**TEKS DOKUMEN**
»»

Industri Tekstil Lebih Butuh Kepastian Bea Masuk Kain Impor daripada Insentif Fiskal

Para pelaku IKM tekstil sudah kehabisan napas akibat maraknya impor pakaian bekas (thrifting) yang membanjiri pasar Tanah Air.

oleh Maulandy Rizky Bayu Kencana diperbarui 20 Agu 2024, 14:00 WIB
Diterbitkan 20 Agu 2024, 14:00 WIB
Investasi Teksil Meningkat Saat Ekonomi Lesu
Aktivitas pekerja di PT Pan Brother,Tangerang, Banten, Selasa (13/10/2015). Industri tekstil di dalam negeri terus menggeliat. Hal ini ditandai dengan adanya peningkatan produksi dan aliran investasi di dalam dan luar negeri. (Liputan6.com/Angga Yuniar)

 

Liputan6.com, Jakarta Direktur Jenderal Industri Kecil, Menengah, dan Aneka (IKMA) Kementerian Perindustrian, Reni Yanita, menilai sektor industri kecil dan menengah (IKM) tekstil saat ini lebih membutuhkan kepastian penerapan bea masuk tindakan pengamanan (BMTP) untuk kain impor ketimbang janji pemberian insentif fiskal untuk sektor industri terkait.

««

**SASARAN TUGAS**
a: Jawablah pertanyaan berikut berdasarkan artikel tentang industri tekstil:
(i) Siapa yang menjabat Direktur Jenderal IKMA Kementerian Perindustrian?
(ii) Apa sebutan lain untuk impor pakaian bekas?
(iii) Kapan artikel itu diterbitkan?
b: Tukar "Tanah Air" dengan "dalam negeri", lalu tulis ulang bagian artikel tentang industri tekstil antara "Industri Tekstil Lebih" dan "pasar Tanah Air.", termasuk kedua batas itu.
c: Teruskan artikel tentang industri tekstil, dimulai sesudah kalimat terakhir yang tercantum.

**BAGIAN DATA**
»»

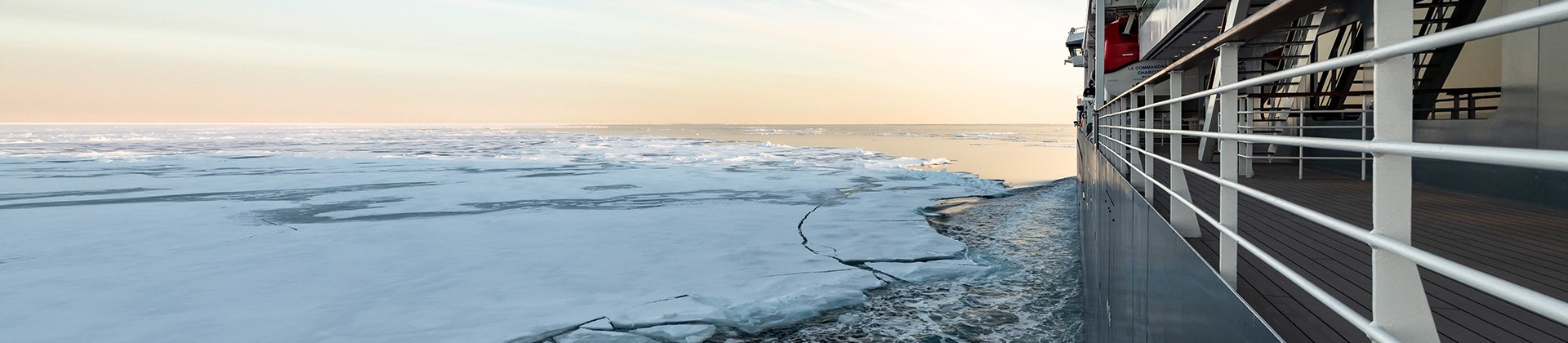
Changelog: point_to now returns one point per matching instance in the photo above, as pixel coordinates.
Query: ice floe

««

**JAWABAN BERURUTAN**
a:
(i) Reni Yanita
(ii) Thrifting
(iii) 20 Agu 2024, 14:00 WIB

b:
Industri Tekstil Lebih Butuh Kepastian Bea Masuk Kain Impor daripada Insentif Fiskal

Para pelaku IKM tekstil sudah kehabisan napas akibat maraknya impor pakaian bekas (thrifting) yang membanjiri pasar dalam negeri.

c:
Pasalnya, Reni menyebut para pelaku IKM tekstil sudah kehabisan napas akibat maraknya impor pakaian bekas (thrifting) yang membanjiri pasar Tanah Air.

"Kalau kita sih sebenarnya untuk perlindungan aja. Kalau memang di dalam negeri ada, pemerintah seharusnya tidak membuka keran impor yang banyak," ujar Reni saat ditemui di Kantor Kemenperin, Jakarta, Selasa (20/8/2024).

Adapun Menteri Keuangan Sri Mulyani Indrawati telah menetapkan pungutan BMTP untuk kain impor. Kebijakan itu tertuang dalam Peraturan Menteri Keuangan (PMK) Nomor 48 Tahun 2024 tentang Pengenaan Bea Masuk Tindakan Pengamanan terhadap Impor Produk Kain.

PMK tersebut mulai efektif berlaku tiga hari kerja setelah diundangkan pada 6 Agustus 2024, yaitu per 9 Agustus 2024.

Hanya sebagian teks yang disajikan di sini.